**RECORDS SHOWN**
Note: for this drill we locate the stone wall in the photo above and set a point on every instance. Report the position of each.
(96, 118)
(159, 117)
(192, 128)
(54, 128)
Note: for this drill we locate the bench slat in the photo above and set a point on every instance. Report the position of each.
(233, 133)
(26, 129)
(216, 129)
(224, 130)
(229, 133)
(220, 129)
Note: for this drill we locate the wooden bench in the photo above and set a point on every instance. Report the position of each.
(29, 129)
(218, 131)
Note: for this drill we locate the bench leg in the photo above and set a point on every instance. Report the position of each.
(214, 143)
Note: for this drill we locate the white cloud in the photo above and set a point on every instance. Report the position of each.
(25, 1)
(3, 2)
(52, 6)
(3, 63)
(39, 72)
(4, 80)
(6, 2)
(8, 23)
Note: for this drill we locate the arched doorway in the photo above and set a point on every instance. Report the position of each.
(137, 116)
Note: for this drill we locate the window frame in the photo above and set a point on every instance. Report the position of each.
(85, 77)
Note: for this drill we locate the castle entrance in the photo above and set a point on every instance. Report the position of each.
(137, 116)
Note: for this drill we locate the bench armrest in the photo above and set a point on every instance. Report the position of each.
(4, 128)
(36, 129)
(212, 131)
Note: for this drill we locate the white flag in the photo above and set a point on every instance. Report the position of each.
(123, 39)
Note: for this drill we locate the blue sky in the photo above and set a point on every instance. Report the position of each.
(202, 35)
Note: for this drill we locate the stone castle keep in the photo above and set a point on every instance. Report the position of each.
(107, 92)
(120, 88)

**EXERCISE**
Print every record exactly, so that each word matches what is written above.

**RESULT**
Note: for this drill we locate the stone wall in the photo above and set a point on every instance. Report the position of each.
(96, 118)
(159, 117)
(192, 128)
(54, 128)
Note: for this drill we locate the bench slat in the photo above and set a point on every instance. Report the position of each.
(233, 133)
(26, 129)
(216, 129)
(224, 130)
(229, 133)
(220, 129)
Note: for this drill we locate the wooden bench in the photo above and set a point on every instance. Report the position of each.
(29, 129)
(218, 131)
Note: for this drill we locate the bench leg in the photo above and set a point on every instance. Report the position of each.
(214, 143)
Note: for this drill we locate the white cloud in the photo above and set a point on every instance. Report the position of each.
(25, 1)
(3, 2)
(52, 6)
(3, 63)
(39, 72)
(4, 80)
(6, 2)
(8, 23)
Note: for this drill we locate the arched doorway in the photo above and set a point on every instance. Report the position of each.
(137, 116)
Note: for this drill we locate the window frame in the photo above and set a point on every instance. Report the position of each.
(85, 77)
Note: for this drill we locate the castle entrance in the photo above and set a point on every instance. Report the position of each.
(137, 116)
Note: for this drill we locate the bench armrest in the photo above and set a point on every instance. Report the position of each.
(4, 128)
(36, 129)
(212, 131)
Note: for this drill we locate the white flag in the photo above and set a point on every instance. Report the position of each.
(123, 39)
Note: for this drill we locate the blue sky in the photo above and set a point on every instance. Report the position of each.
(202, 35)
Note: for this drill we locate the stone castle keep in the photo above and set a point on every instance. Report the position of each.
(107, 92)
(120, 88)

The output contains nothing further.